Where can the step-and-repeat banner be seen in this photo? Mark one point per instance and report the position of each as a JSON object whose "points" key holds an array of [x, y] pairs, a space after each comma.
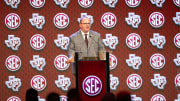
{"points": [[143, 35]]}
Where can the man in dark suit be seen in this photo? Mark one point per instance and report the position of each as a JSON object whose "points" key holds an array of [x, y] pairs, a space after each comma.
{"points": [[85, 41]]}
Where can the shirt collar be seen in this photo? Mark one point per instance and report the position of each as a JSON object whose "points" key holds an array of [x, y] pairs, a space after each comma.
{"points": [[84, 35]]}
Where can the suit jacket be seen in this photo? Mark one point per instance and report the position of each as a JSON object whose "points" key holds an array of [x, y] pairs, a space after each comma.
{"points": [[77, 44]]}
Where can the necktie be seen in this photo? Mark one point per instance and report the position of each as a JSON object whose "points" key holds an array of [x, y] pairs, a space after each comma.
{"points": [[86, 40]]}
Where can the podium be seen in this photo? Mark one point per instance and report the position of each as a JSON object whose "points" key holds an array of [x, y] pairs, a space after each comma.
{"points": [[92, 78]]}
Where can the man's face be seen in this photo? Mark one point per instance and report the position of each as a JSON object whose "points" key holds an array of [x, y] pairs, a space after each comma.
{"points": [[85, 25]]}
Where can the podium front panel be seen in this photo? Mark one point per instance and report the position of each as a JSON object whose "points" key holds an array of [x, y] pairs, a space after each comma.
{"points": [[92, 80]]}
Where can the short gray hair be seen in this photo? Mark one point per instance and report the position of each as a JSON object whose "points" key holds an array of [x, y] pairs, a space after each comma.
{"points": [[84, 17]]}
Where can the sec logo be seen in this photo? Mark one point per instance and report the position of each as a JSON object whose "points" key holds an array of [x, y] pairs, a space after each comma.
{"points": [[37, 3], [133, 41], [108, 20], [38, 83], [12, 21], [176, 40], [158, 97], [113, 61], [177, 2], [61, 20], [177, 80], [38, 42], [13, 98], [133, 3], [92, 85], [85, 3], [60, 62], [157, 61], [134, 81], [156, 19], [13, 63]]}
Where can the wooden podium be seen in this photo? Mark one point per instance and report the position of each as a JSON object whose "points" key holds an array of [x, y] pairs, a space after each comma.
{"points": [[92, 78]]}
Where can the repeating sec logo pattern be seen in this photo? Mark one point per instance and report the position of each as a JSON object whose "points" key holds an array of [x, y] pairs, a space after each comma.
{"points": [[111, 41], [61, 20], [177, 80], [177, 60], [158, 3], [63, 82], [38, 62], [133, 19], [37, 3], [158, 40], [92, 85], [108, 20], [134, 61], [62, 3], [62, 41], [12, 21], [13, 98], [177, 2], [13, 83], [85, 3], [13, 42], [157, 61], [176, 40], [134, 81], [113, 60], [37, 20], [12, 3], [110, 3], [13, 63], [60, 62], [114, 82], [159, 81], [158, 97], [133, 3], [156, 19], [38, 42], [133, 41], [85, 15], [38, 83]]}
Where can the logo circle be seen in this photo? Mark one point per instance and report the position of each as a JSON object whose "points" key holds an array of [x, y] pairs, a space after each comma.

+ + + + +

▶ WORK TO COMPLETE: Leaving the pictures out, write out every entry exactly.

▶ SOLUTION FOR THIS PROBLEM:
Where can the step-and-repeat banner be seen in this photo? Mark one point per instance and report the position of each as a JSON object whose "points" key holds an array of [x, y] pairs, a space after each comma.
{"points": [[143, 35]]}
Where can the man in dark suit be seen in this photo? Mark one point per instance and report the position of each as a JSON object whose "points" key holds an array of [x, y] pairs, a space after each comma.
{"points": [[85, 41]]}
Where can the shirt collar be seen in this photo? Mark one point per instance and report the position of each as a JSON object whose "points" key holds an array of [x, y] pairs, a space after each comma.
{"points": [[84, 35]]}
Where can the suit jacket be seen in this photo? Mark one point per instance and report the position of each as a JSON object whose "points" key holds an array of [x, y] pairs, a space after each comma.
{"points": [[77, 44]]}
Where can the necktie be seen in this photo? Mark one point per instance and report the position of each as a JSON object whose "points" key holds an array of [x, y] pairs, a space after each comma.
{"points": [[86, 40]]}
Where can the podium be seen in this photo? Mark one point per instance and report the position of each as a JSON object whose "points" key holds an array of [x, y] pairs, a space after each comma.
{"points": [[92, 78]]}
Where can the man's face be seen in this photo? Mark one point per instance and report the position of each as a JSON object whose "points" key holds an array of [x, y] pairs, a space after each comma.
{"points": [[85, 25]]}
Where can the podium front panel be seen in this photo? Mark one point per instance and report the position of each as a JSON object whose "points" key holds an array of [x, y] pairs, a space after each comma.
{"points": [[92, 80]]}
Where can the short gray hair be seen in this photo? Mark one point per instance and report the position of each as a JSON object whose "points" key holds an array of [x, y] pairs, a space after each comma.
{"points": [[84, 17]]}
Where can the sec logo be seen in this photo? Mark one point per instance and report the position of each as a JSON object whose "points" key holds an array of [x, y] pairs, a space after each comma.
{"points": [[37, 3], [133, 41], [108, 20], [38, 83], [12, 21], [176, 40], [158, 97], [113, 61], [177, 2], [61, 20], [177, 80], [38, 42], [13, 98], [133, 3], [92, 85], [85, 3], [60, 62], [157, 61], [134, 81], [156, 19], [13, 63]]}
Where can the wooden podium be seen in this photo? Mark one point per instance and report the position of each as a JSON object whose "points" key holds an array of [x, y] pairs, a space after each comma.
{"points": [[92, 78]]}
Where can the repeating sec logo pattern be seen in this photo? Mark one point per instance and report the position of each as a JSON object whose "points" key holds an array of [x, y] pairs, a space after each comma.
{"points": [[111, 41], [61, 20], [177, 80], [177, 60], [158, 3], [63, 82], [38, 62], [133, 19], [37, 3], [158, 40], [92, 85], [108, 20], [134, 61], [62, 3], [62, 41], [12, 21], [13, 98], [177, 2], [13, 83], [85, 3], [13, 42], [157, 61], [176, 40], [134, 81], [113, 60], [37, 20], [12, 3], [110, 3], [13, 63], [60, 62], [114, 82], [159, 81], [158, 97], [133, 3], [156, 19], [38, 42], [133, 41], [85, 15], [38, 83]]}
Where can the logo circle be seen in this photo? Mark one point per instance and report the position of each as a JSON object whose "points" key holds an array of [x, y] pairs, a space after each comma.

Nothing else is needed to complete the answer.